> What is needed
Rewrite every line of all the records below as one numbered list, and leave out the blank lines.

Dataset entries
---

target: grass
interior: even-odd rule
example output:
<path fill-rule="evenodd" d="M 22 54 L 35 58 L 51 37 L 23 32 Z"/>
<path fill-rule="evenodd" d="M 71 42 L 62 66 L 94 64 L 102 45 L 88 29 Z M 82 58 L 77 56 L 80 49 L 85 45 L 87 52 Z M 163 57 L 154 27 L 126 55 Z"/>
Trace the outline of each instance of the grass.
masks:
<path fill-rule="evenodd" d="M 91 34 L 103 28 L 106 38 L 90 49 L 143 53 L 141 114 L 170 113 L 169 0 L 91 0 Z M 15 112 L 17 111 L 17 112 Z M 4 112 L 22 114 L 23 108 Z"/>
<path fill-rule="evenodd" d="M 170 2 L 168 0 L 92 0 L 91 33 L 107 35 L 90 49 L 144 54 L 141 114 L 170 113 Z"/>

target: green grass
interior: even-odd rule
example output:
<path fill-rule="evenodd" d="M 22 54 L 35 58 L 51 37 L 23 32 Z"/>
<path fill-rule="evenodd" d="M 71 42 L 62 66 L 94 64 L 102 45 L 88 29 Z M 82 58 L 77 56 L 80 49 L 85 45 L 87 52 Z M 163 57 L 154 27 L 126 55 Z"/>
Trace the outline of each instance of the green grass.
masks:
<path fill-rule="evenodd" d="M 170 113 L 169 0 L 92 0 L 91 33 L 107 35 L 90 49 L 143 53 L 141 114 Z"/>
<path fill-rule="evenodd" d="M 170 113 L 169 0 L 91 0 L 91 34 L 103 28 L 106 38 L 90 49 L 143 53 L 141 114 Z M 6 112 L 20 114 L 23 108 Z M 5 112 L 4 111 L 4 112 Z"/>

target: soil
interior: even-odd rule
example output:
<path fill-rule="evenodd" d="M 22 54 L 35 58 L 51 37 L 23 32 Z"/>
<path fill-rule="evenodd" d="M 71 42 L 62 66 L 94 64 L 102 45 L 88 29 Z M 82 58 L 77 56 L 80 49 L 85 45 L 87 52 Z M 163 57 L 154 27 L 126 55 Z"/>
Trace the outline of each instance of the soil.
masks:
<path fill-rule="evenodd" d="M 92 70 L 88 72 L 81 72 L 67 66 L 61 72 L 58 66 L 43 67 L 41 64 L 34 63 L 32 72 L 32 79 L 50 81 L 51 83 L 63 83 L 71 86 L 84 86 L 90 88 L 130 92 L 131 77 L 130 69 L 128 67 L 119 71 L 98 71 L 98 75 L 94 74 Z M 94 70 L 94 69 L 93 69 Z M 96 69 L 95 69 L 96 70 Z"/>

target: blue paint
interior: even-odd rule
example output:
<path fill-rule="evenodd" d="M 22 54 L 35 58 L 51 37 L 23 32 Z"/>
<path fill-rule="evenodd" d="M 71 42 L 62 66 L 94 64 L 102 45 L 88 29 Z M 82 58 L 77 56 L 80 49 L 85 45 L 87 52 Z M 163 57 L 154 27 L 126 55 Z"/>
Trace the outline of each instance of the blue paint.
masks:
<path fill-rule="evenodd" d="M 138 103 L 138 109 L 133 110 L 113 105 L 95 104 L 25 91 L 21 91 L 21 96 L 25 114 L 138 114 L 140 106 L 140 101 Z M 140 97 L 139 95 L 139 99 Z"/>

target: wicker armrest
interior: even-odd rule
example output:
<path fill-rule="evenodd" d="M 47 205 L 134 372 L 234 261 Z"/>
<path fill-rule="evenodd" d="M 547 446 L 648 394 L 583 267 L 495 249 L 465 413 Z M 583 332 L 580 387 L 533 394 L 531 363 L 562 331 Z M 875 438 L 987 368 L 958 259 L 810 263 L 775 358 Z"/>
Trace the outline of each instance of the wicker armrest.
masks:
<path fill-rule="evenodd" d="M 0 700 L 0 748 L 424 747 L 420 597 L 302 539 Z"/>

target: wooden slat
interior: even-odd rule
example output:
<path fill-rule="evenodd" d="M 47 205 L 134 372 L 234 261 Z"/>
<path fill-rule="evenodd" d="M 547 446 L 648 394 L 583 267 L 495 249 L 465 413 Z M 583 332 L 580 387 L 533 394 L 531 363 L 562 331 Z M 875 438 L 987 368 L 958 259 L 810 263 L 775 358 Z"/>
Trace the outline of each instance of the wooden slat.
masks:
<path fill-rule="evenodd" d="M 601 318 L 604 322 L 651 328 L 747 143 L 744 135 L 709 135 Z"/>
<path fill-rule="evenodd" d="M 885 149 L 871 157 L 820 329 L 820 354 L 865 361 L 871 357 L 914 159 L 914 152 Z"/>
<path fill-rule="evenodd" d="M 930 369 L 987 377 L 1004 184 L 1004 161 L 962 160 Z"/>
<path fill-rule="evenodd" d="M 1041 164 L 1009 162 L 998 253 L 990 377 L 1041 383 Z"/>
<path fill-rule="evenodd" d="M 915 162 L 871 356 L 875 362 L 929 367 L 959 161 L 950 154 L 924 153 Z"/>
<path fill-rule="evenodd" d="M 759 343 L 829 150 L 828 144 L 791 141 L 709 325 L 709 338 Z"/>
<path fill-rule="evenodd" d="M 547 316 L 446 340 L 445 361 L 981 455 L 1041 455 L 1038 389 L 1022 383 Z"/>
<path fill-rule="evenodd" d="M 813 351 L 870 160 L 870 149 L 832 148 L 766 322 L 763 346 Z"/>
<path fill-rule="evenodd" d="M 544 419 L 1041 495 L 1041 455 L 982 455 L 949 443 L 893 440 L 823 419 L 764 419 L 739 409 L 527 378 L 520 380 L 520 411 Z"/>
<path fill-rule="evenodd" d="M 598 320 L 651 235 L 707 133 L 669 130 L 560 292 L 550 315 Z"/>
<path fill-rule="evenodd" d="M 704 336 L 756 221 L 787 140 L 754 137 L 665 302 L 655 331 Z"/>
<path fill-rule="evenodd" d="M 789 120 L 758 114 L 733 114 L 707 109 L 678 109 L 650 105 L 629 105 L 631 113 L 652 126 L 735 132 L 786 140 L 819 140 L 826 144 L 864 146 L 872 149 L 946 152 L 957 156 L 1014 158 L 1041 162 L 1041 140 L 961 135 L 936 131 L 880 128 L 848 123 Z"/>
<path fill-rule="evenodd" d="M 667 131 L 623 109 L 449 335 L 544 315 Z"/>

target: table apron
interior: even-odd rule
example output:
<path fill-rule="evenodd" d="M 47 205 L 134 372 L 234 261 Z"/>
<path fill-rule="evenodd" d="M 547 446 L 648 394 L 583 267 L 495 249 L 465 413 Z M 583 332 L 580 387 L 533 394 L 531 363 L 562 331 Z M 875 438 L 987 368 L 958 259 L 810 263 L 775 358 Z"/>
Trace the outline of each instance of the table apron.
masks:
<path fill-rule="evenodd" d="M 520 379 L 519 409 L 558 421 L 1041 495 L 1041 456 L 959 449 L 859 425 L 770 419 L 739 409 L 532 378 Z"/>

---

> Reply
1. target: grass
2. interior: even-odd rule
3. example output:
4. <path fill-rule="evenodd" d="M 22 54 L 35 58 L 51 37 L 23 32 Z"/>
5. <path fill-rule="evenodd" d="M 71 42 L 62 66 L 94 64 L 102 45 L 88 29 Z M 82 58 L 77 56 L 80 49 L 85 45 L 87 52 Z M 163 57 L 154 27 L 126 55 Z"/>
6. Trace the outline of each instance of the grass.
7. masks:
8. <path fill-rule="evenodd" d="M 91 34 L 103 28 L 106 38 L 90 49 L 143 53 L 141 114 L 170 113 L 169 0 L 91 0 Z M 15 112 L 17 111 L 17 112 Z M 4 112 L 22 114 L 23 108 Z"/>
9. <path fill-rule="evenodd" d="M 170 2 L 168 0 L 92 0 L 91 33 L 107 35 L 90 49 L 144 54 L 141 114 L 170 113 Z"/>
10. target: green grass
11. interior: even-odd rule
12. example output:
13. <path fill-rule="evenodd" d="M 22 54 L 35 58 L 51 37 L 23 32 Z"/>
14. <path fill-rule="evenodd" d="M 71 42 L 62 66 L 94 64 L 102 45 L 88 29 Z M 82 58 L 77 56 L 80 49 L 85 45 L 87 52 Z M 163 57 L 154 27 L 126 55 Z"/>
15. Trace the outline of each instance of the green grass.
16. masks:
17. <path fill-rule="evenodd" d="M 170 113 L 169 0 L 92 0 L 91 33 L 107 35 L 90 49 L 143 53 L 141 114 Z"/>
18. <path fill-rule="evenodd" d="M 170 113 L 169 0 L 91 0 L 91 34 L 103 28 L 106 38 L 90 49 L 143 53 L 141 114 Z M 6 112 L 20 114 L 23 108 Z M 5 112 L 4 111 L 4 112 Z"/>
19. target: soil
20. interior: even-odd rule
21. example output:
22. <path fill-rule="evenodd" d="M 22 54 L 35 58 L 51 37 L 23 32 Z"/>
23. <path fill-rule="evenodd" d="M 71 42 L 62 66 L 94 64 L 102 45 L 88 29 Z M 82 58 L 77 56 L 80 49 L 85 45 L 87 52 Z M 163 57 L 154 27 L 126 55 Z"/>
24. Trace the outline of each instance of the soil.
25. masks:
26. <path fill-rule="evenodd" d="M 92 70 L 88 72 L 81 72 L 67 66 L 61 72 L 58 66 L 43 67 L 41 64 L 34 63 L 32 72 L 32 79 L 50 81 L 51 83 L 63 83 L 71 86 L 84 86 L 90 88 L 130 92 L 131 77 L 130 69 L 128 67 L 119 71 L 98 71 L 98 75 L 94 74 Z M 94 70 L 94 69 L 93 69 Z M 96 69 L 95 69 L 96 70 Z"/>
27. target: blue paint
28. interior: even-odd rule
29. example output:
30. <path fill-rule="evenodd" d="M 22 54 L 35 58 L 51 37 L 23 32 Z"/>
31. <path fill-rule="evenodd" d="M 71 42 L 62 66 L 94 64 L 102 45 L 88 29 Z M 82 58 L 77 56 L 80 49 L 85 45 L 87 52 Z M 163 57 L 154 27 L 126 55 Z"/>
32. Trace the outline of each instance of the blue paint.
33. masks:
34. <path fill-rule="evenodd" d="M 138 103 L 138 109 L 133 110 L 113 105 L 95 104 L 25 91 L 21 91 L 21 96 L 25 114 L 138 114 L 140 106 L 140 101 Z M 140 97 L 139 95 L 139 99 Z"/>
35. target: wicker armrest
36. interior: even-odd rule
37. example output:
38. <path fill-rule="evenodd" d="M 47 205 L 134 372 L 234 261 Z"/>
39. <path fill-rule="evenodd" d="M 547 446 L 648 394 L 583 267 L 495 249 L 465 413 Z M 583 332 L 580 387 L 533 394 L 531 363 L 562 331 Z M 875 438 L 987 368 L 958 259 L 810 263 L 775 358 Z"/>
40. Trace the outline of each instance of the wicker armrest.
41. masks:
42. <path fill-rule="evenodd" d="M 0 700 L 0 748 L 424 747 L 420 597 L 302 539 Z"/>
43. target: wooden slat
44. interior: even-odd rule
45. example output:
46. <path fill-rule="evenodd" d="M 47 205 L 134 372 L 234 261 Z"/>
47. <path fill-rule="evenodd" d="M 547 446 L 648 394 L 583 267 L 495 249 L 465 413 Z M 583 332 L 580 387 L 533 394 L 531 363 L 562 331 Z M 875 438 L 987 368 L 958 259 L 810 263 L 775 358 Z"/>
48. Trace the outline of each instance of the wooden slat.
49. masks:
50. <path fill-rule="evenodd" d="M 601 318 L 604 322 L 651 328 L 747 143 L 744 135 L 709 135 Z"/>
51. <path fill-rule="evenodd" d="M 885 149 L 871 157 L 820 329 L 820 354 L 865 361 L 871 357 L 914 159 L 914 152 Z"/>
52. <path fill-rule="evenodd" d="M 930 369 L 987 377 L 1004 184 L 1004 161 L 962 160 Z"/>
53. <path fill-rule="evenodd" d="M 1041 164 L 1009 162 L 998 253 L 990 377 L 1041 383 Z"/>
54. <path fill-rule="evenodd" d="M 915 162 L 871 356 L 875 362 L 929 367 L 959 161 L 950 154 L 924 153 Z"/>
55. <path fill-rule="evenodd" d="M 759 343 L 829 150 L 828 144 L 791 141 L 709 325 L 709 338 Z"/>
56. <path fill-rule="evenodd" d="M 547 316 L 446 340 L 445 361 L 981 455 L 1041 455 L 1038 389 L 1022 383 Z"/>
57. <path fill-rule="evenodd" d="M 813 351 L 870 160 L 870 149 L 832 148 L 766 322 L 763 346 Z"/>
58. <path fill-rule="evenodd" d="M 544 419 L 1041 495 L 1041 455 L 982 455 L 949 443 L 893 440 L 823 419 L 764 419 L 739 409 L 527 378 L 520 380 L 520 411 Z"/>
59. <path fill-rule="evenodd" d="M 598 320 L 651 235 L 707 133 L 669 130 L 560 292 L 550 315 Z"/>
60. <path fill-rule="evenodd" d="M 704 336 L 756 221 L 787 140 L 754 137 L 665 302 L 655 331 Z"/>
61. <path fill-rule="evenodd" d="M 789 120 L 758 114 L 733 114 L 707 109 L 678 109 L 650 105 L 629 105 L 631 113 L 652 126 L 735 132 L 786 140 L 819 140 L 826 144 L 864 146 L 872 149 L 946 152 L 957 156 L 1014 158 L 1041 162 L 1041 140 L 961 135 L 936 131 L 880 128 L 848 123 Z"/>
62. <path fill-rule="evenodd" d="M 667 131 L 623 109 L 449 335 L 544 315 Z"/>
63. target: table apron
64. interior: even-odd rule
65. example output:
66. <path fill-rule="evenodd" d="M 47 205 L 134 372 L 234 261 Z"/>
67. <path fill-rule="evenodd" d="M 547 446 L 648 394 L 583 267 L 495 249 L 465 413 Z M 583 332 L 580 387 L 533 394 L 531 363 L 562 331 Z M 875 438 L 987 368 L 958 259 L 810 263 L 775 358 Z"/>
68. Trace the outline of each instance of the table apron.
69. masks:
70. <path fill-rule="evenodd" d="M 520 379 L 519 409 L 558 421 L 1041 495 L 1041 456 L 959 449 L 859 425 L 770 419 L 739 409 L 532 378 Z"/>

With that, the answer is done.